§ **Assignment**:
For this exercise, an exact copy is needed of only the lines from the one containing "Target: building wall" through the end of the data, with pictures left out.

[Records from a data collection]
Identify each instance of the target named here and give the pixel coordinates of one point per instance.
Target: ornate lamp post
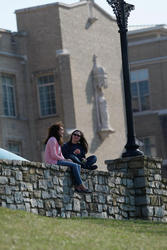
(122, 11)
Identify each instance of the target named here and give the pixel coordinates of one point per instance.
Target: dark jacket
(69, 148)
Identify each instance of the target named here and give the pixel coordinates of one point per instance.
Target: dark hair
(82, 141)
(54, 131)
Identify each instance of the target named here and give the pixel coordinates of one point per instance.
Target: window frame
(19, 143)
(152, 145)
(13, 86)
(38, 93)
(138, 97)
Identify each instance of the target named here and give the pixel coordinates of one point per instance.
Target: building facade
(148, 67)
(63, 63)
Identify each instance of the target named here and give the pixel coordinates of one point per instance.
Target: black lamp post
(122, 11)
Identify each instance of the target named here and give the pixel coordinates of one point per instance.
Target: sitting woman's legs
(75, 159)
(91, 160)
(75, 170)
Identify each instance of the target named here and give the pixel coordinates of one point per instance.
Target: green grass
(23, 230)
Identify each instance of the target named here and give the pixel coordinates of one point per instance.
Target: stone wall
(131, 188)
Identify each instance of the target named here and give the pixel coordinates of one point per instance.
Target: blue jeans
(75, 169)
(89, 161)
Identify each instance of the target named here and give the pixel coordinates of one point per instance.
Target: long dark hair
(82, 141)
(54, 131)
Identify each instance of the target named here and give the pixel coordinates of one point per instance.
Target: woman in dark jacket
(76, 149)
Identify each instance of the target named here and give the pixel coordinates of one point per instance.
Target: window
(14, 147)
(8, 83)
(46, 91)
(140, 90)
(148, 146)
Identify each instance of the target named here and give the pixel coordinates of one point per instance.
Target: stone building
(148, 66)
(63, 63)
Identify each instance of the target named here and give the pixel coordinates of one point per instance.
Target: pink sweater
(53, 151)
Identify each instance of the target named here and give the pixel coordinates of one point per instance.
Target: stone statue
(100, 82)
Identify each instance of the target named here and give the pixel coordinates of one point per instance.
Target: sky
(147, 12)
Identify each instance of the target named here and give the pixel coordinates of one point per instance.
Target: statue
(100, 82)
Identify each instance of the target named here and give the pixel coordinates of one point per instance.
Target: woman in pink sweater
(53, 154)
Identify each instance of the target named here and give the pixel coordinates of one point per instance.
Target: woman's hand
(77, 151)
(69, 160)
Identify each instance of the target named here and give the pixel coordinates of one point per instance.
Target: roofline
(67, 6)
(154, 28)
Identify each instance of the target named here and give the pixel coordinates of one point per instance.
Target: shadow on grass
(137, 226)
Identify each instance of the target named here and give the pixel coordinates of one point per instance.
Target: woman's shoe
(82, 189)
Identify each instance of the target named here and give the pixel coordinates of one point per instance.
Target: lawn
(23, 230)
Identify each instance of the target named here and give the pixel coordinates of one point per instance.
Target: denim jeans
(75, 170)
(89, 161)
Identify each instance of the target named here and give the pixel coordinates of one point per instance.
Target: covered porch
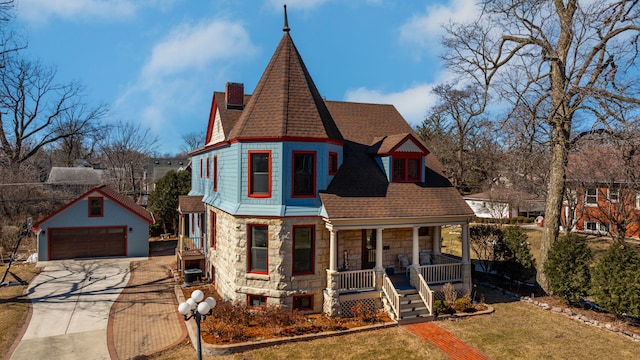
(388, 275)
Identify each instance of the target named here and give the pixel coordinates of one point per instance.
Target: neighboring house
(310, 204)
(602, 194)
(99, 223)
(505, 204)
(155, 169)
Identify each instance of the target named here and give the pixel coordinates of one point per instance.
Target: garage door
(87, 242)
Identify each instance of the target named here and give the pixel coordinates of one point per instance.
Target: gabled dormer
(401, 157)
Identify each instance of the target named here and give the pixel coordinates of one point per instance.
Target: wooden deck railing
(392, 295)
(434, 274)
(356, 280)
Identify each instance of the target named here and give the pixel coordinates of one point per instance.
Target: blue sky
(157, 62)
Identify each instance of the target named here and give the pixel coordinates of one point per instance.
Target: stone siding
(234, 282)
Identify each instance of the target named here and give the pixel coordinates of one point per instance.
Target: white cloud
(425, 29)
(412, 103)
(41, 11)
(189, 47)
(176, 81)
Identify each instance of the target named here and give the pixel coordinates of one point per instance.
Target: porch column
(379, 249)
(437, 240)
(333, 250)
(466, 258)
(415, 251)
(379, 269)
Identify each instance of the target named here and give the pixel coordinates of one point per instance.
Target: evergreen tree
(163, 201)
(616, 279)
(567, 267)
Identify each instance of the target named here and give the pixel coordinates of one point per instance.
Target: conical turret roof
(286, 102)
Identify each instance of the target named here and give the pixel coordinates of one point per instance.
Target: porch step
(412, 308)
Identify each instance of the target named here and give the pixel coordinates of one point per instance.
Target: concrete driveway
(71, 302)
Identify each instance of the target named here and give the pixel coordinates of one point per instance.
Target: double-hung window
(591, 196)
(96, 207)
(304, 174)
(259, 173)
(258, 248)
(303, 249)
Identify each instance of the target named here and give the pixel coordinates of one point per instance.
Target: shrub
(441, 307)
(483, 239)
(450, 293)
(616, 280)
(514, 255)
(567, 267)
(462, 304)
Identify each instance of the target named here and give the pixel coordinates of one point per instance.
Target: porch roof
(190, 204)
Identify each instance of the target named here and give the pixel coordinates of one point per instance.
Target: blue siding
(76, 215)
(232, 195)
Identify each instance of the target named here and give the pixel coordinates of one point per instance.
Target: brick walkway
(144, 319)
(445, 341)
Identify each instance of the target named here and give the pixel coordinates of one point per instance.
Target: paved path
(445, 341)
(145, 319)
(70, 304)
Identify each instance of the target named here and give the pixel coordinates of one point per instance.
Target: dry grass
(521, 331)
(390, 343)
(14, 304)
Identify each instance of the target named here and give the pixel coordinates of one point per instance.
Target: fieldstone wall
(230, 258)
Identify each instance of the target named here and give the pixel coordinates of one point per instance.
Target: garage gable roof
(110, 193)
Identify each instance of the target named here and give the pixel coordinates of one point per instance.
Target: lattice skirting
(347, 307)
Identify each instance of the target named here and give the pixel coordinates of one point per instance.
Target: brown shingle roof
(286, 102)
(362, 123)
(190, 204)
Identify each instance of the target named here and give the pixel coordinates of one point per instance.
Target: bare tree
(575, 61)
(126, 149)
(459, 136)
(35, 111)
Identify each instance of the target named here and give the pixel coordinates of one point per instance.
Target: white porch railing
(356, 280)
(426, 294)
(444, 273)
(392, 295)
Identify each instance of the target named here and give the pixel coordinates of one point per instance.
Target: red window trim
(215, 173)
(313, 250)
(333, 164)
(405, 159)
(89, 206)
(250, 153)
(249, 245)
(213, 230)
(315, 159)
(302, 308)
(263, 297)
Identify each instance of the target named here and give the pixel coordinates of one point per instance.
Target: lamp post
(197, 309)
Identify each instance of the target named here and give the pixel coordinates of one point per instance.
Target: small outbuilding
(100, 223)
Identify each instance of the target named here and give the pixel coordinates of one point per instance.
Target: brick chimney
(234, 95)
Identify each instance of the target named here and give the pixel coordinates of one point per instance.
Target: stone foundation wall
(230, 259)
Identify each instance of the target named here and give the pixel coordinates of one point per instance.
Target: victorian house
(317, 205)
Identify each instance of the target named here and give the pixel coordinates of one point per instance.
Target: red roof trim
(287, 138)
(212, 119)
(411, 138)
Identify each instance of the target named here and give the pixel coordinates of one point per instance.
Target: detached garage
(99, 223)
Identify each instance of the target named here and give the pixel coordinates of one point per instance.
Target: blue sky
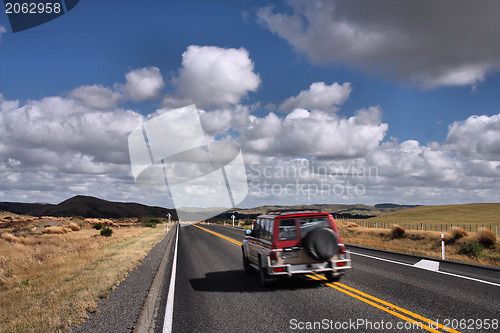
(400, 93)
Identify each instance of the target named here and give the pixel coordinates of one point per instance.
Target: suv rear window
(308, 223)
(287, 230)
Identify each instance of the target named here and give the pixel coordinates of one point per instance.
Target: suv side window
(267, 229)
(287, 230)
(309, 223)
(258, 228)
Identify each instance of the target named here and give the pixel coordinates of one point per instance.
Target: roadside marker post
(442, 246)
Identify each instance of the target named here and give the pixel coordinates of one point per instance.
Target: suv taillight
(274, 257)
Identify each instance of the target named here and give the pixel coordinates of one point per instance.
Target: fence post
(442, 246)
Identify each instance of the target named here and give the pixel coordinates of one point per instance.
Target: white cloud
(211, 76)
(319, 97)
(143, 84)
(96, 96)
(41, 131)
(427, 43)
(315, 133)
(478, 137)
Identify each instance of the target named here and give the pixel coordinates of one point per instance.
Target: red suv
(294, 242)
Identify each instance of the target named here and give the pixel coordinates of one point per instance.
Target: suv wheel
(332, 277)
(246, 263)
(264, 280)
(321, 243)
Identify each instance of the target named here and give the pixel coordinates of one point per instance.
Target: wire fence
(442, 227)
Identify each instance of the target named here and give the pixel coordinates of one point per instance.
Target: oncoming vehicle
(283, 244)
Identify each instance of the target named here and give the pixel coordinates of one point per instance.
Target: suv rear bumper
(334, 266)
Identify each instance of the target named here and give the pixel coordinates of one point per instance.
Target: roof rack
(293, 211)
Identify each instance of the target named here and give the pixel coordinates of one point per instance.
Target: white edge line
(169, 309)
(441, 272)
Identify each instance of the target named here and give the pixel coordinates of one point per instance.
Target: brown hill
(87, 206)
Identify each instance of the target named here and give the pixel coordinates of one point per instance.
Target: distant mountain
(357, 211)
(395, 206)
(87, 206)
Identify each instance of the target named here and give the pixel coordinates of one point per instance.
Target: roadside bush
(470, 249)
(486, 238)
(97, 226)
(458, 233)
(107, 232)
(54, 230)
(74, 226)
(397, 231)
(10, 238)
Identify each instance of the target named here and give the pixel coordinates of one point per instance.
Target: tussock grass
(74, 226)
(458, 233)
(55, 230)
(477, 213)
(397, 231)
(486, 238)
(51, 280)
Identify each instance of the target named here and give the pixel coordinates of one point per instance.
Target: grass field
(49, 281)
(465, 248)
(479, 213)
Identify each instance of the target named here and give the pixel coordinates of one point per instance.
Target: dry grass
(74, 227)
(458, 233)
(486, 238)
(48, 281)
(55, 230)
(397, 231)
(478, 213)
(427, 243)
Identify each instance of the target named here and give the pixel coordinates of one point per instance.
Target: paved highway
(382, 292)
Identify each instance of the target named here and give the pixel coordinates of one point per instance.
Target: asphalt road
(382, 292)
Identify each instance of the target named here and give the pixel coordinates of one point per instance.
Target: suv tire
(332, 277)
(321, 244)
(246, 263)
(264, 279)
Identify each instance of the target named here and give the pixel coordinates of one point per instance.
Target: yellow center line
(342, 287)
(221, 236)
(364, 297)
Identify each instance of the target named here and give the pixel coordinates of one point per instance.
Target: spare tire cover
(321, 243)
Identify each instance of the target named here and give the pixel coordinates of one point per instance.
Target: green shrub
(471, 249)
(106, 232)
(97, 226)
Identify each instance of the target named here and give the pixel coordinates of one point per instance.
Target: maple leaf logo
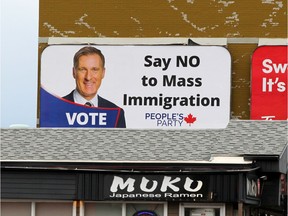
(190, 119)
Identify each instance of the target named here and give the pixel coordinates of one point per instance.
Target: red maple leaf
(190, 119)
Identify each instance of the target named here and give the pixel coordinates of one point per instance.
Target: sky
(19, 53)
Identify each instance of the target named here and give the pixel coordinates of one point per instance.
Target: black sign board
(156, 187)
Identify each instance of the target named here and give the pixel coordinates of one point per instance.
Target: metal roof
(240, 138)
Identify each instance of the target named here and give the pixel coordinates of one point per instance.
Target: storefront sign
(155, 187)
(269, 83)
(251, 187)
(161, 87)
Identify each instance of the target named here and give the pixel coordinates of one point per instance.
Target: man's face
(89, 75)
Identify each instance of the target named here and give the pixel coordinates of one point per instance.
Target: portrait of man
(88, 72)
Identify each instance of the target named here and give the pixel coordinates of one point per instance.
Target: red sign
(269, 83)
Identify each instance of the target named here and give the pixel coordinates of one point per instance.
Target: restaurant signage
(156, 187)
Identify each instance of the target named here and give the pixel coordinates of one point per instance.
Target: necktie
(88, 104)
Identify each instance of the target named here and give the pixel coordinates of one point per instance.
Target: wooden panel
(240, 87)
(150, 18)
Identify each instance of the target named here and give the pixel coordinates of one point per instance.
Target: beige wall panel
(163, 18)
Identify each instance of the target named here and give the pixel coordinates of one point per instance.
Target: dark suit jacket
(105, 104)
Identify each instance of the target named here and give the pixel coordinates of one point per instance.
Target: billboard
(269, 83)
(153, 87)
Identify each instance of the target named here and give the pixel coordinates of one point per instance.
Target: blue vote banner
(58, 112)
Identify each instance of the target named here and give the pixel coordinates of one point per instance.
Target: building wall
(239, 20)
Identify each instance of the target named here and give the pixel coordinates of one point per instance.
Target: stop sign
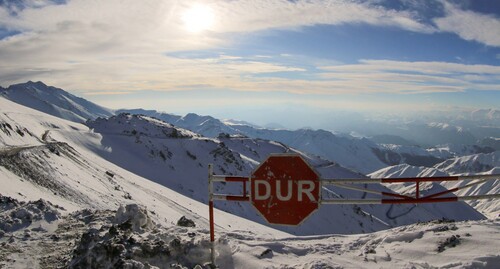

§ **Answer section**:
Target: building wall
(239, 20)
Identify each instance of the target named here and give the pixel coordinates of one point per instance.
Target: stop sign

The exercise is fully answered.